Locate each line in the items below that contains the string "traffic", and copy those lines out in full.

━━━━━━━━━━━━━━━━━━━━━━━━━━━━━━

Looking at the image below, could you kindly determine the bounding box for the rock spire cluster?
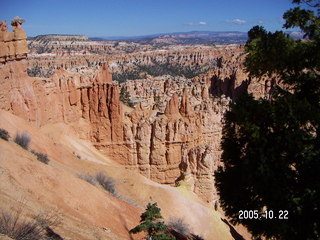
[0,17,29,63]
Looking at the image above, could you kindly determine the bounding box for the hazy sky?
[0,0,293,37]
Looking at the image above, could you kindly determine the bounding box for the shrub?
[167,217,190,235]
[31,150,49,164]
[0,210,44,240]
[78,173,97,186]
[96,172,116,195]
[14,132,31,150]
[0,128,10,141]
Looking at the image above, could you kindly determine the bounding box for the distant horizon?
[0,0,302,38]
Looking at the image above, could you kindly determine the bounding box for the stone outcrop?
[0,17,28,63]
[0,24,274,205]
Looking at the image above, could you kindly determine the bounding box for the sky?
[0,0,294,37]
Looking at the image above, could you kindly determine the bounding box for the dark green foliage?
[31,150,50,164]
[215,1,320,240]
[0,128,10,141]
[120,86,134,107]
[0,209,63,240]
[96,172,116,195]
[14,132,31,150]
[129,203,175,240]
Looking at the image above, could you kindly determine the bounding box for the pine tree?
[129,203,175,240]
[215,0,320,240]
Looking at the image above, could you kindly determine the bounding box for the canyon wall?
[0,36,276,202]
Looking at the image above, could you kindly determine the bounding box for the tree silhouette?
[215,0,320,240]
[129,203,175,240]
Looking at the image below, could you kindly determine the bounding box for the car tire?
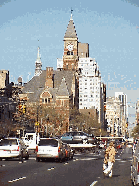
[25,155,29,160]
[36,158,40,162]
[82,139,88,144]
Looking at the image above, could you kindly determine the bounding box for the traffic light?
[22,105,26,114]
[18,105,22,113]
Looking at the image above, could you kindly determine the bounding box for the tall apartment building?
[106,97,126,136]
[115,92,128,122]
[78,58,106,126]
[0,70,9,88]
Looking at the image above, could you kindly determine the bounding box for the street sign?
[35,122,39,126]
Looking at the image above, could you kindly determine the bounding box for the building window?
[71,63,74,70]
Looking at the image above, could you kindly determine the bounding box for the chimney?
[45,67,53,88]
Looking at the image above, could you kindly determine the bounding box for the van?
[131,143,139,185]
[36,138,66,162]
[0,138,29,160]
[22,133,39,150]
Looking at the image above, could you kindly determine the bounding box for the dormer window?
[67,51,73,55]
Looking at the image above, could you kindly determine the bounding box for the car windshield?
[0,139,18,146]
[39,139,58,147]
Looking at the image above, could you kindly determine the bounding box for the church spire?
[35,46,42,76]
[64,8,78,39]
[70,8,73,20]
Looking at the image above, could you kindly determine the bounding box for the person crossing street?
[103,142,116,177]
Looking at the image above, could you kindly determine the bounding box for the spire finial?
[70,8,73,20]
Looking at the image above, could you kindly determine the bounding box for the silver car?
[36,138,66,162]
[0,138,29,160]
[131,143,139,185]
[61,131,94,144]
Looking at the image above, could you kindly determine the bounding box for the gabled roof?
[54,70,74,95]
[23,70,46,102]
[64,17,78,38]
[56,77,69,96]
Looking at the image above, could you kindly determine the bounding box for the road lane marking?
[29,158,36,160]
[47,167,55,171]
[90,181,98,186]
[80,158,98,160]
[115,159,121,161]
[1,165,5,167]
[8,176,26,183]
[64,163,69,165]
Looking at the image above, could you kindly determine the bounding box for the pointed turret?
[57,77,69,96]
[35,46,42,76]
[64,13,78,38]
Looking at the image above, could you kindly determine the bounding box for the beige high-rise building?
[0,70,9,89]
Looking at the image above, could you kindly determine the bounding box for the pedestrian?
[103,142,116,177]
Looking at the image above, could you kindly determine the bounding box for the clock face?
[67,44,73,51]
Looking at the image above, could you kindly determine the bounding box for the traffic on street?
[0,139,133,186]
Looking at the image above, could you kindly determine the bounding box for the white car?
[131,143,139,185]
[36,138,65,162]
[0,138,29,160]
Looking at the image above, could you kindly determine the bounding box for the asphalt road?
[0,147,132,186]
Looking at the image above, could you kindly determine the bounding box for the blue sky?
[0,0,139,123]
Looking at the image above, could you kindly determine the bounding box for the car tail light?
[58,147,61,152]
[36,146,38,152]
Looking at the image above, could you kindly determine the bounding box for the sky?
[0,0,139,125]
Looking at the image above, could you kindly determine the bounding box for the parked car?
[61,131,95,144]
[36,138,66,162]
[116,143,122,149]
[131,143,139,185]
[0,138,29,160]
[63,143,74,160]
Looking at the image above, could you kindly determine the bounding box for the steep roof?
[64,16,77,38]
[56,77,69,96]
[54,71,74,95]
[23,70,46,102]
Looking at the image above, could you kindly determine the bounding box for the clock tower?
[63,14,78,71]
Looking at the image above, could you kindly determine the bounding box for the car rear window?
[39,139,58,147]
[0,139,18,146]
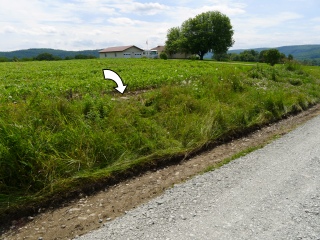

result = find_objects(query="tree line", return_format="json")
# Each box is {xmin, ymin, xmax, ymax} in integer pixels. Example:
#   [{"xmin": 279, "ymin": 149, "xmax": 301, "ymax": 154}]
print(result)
[
  {"xmin": 165, "ymin": 11, "xmax": 320, "ymax": 66},
  {"xmin": 0, "ymin": 52, "xmax": 97, "ymax": 62}
]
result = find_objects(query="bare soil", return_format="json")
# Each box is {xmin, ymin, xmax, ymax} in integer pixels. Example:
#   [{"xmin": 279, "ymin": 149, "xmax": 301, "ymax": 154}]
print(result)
[{"xmin": 0, "ymin": 104, "xmax": 320, "ymax": 240}]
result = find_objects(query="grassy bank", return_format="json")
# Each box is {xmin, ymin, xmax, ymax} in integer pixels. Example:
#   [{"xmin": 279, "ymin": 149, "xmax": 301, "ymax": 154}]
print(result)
[{"xmin": 0, "ymin": 59, "xmax": 320, "ymax": 223}]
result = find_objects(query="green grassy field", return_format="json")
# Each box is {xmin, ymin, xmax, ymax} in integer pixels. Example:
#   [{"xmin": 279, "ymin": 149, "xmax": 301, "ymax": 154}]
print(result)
[{"xmin": 0, "ymin": 59, "xmax": 320, "ymax": 223}]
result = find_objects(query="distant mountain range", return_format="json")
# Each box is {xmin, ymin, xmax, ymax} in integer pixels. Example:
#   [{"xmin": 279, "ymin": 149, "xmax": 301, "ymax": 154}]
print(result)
[
  {"xmin": 0, "ymin": 48, "xmax": 101, "ymax": 59},
  {"xmin": 0, "ymin": 44, "xmax": 320, "ymax": 60}
]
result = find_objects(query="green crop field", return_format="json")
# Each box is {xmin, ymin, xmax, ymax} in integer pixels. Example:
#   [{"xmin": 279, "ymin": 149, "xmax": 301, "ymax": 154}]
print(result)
[{"xmin": 0, "ymin": 59, "xmax": 320, "ymax": 223}]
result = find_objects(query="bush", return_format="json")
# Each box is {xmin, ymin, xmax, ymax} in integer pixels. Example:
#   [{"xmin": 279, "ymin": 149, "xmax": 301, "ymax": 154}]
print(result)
[
  {"xmin": 160, "ymin": 52, "xmax": 168, "ymax": 60},
  {"xmin": 264, "ymin": 49, "xmax": 281, "ymax": 66}
]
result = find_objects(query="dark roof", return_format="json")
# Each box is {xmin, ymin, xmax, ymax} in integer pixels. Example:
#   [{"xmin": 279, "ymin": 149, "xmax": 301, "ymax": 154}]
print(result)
[{"xmin": 99, "ymin": 45, "xmax": 143, "ymax": 53}]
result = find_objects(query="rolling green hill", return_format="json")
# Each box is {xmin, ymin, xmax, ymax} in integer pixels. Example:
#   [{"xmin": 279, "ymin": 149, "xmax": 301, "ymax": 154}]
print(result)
[{"xmin": 0, "ymin": 48, "xmax": 99, "ymax": 59}]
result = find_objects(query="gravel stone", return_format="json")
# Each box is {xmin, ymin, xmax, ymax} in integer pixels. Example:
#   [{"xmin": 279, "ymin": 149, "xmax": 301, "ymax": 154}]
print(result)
[{"xmin": 78, "ymin": 116, "xmax": 320, "ymax": 240}]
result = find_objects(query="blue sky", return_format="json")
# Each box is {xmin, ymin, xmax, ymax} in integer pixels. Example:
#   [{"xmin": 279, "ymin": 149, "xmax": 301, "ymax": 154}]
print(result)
[{"xmin": 0, "ymin": 0, "xmax": 320, "ymax": 51}]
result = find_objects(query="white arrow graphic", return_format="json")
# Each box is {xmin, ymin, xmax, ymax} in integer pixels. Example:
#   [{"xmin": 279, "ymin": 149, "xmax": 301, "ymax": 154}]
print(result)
[{"xmin": 103, "ymin": 69, "xmax": 127, "ymax": 94}]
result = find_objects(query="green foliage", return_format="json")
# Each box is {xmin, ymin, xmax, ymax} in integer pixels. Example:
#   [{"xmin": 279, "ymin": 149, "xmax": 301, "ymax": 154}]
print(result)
[
  {"xmin": 160, "ymin": 52, "xmax": 168, "ymax": 60},
  {"xmin": 34, "ymin": 53, "xmax": 61, "ymax": 61},
  {"xmin": 166, "ymin": 11, "xmax": 234, "ymax": 60},
  {"xmin": 165, "ymin": 27, "xmax": 182, "ymax": 55},
  {"xmin": 0, "ymin": 59, "xmax": 320, "ymax": 219},
  {"xmin": 263, "ymin": 49, "xmax": 281, "ymax": 66},
  {"xmin": 0, "ymin": 57, "xmax": 10, "ymax": 62}
]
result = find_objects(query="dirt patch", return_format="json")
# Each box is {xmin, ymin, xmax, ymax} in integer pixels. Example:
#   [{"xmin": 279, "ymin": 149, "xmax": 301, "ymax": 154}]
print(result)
[{"xmin": 0, "ymin": 105, "xmax": 320, "ymax": 240}]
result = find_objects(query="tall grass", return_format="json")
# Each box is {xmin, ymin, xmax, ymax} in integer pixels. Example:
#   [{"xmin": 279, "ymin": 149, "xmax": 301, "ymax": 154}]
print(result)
[{"xmin": 0, "ymin": 60, "xmax": 320, "ymax": 221}]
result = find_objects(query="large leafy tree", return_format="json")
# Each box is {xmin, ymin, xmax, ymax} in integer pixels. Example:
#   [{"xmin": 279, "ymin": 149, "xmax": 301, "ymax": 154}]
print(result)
[{"xmin": 166, "ymin": 11, "xmax": 234, "ymax": 59}]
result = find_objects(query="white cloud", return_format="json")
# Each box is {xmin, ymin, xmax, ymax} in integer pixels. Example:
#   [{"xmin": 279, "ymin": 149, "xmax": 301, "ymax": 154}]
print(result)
[
  {"xmin": 108, "ymin": 17, "xmax": 143, "ymax": 26},
  {"xmin": 0, "ymin": 0, "xmax": 320, "ymax": 51}
]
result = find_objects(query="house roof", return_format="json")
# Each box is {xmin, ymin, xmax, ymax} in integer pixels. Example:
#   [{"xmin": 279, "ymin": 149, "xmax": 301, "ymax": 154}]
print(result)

━━━━━━━━━━━━━━━━━━━━━━━━━━━━━━

**TASK ANSWER:**
Looking at the image above, could you kindly determine the bounding box for the traffic light?
Looking at the image above, could you kindly determine the bounding box for the traffic on street?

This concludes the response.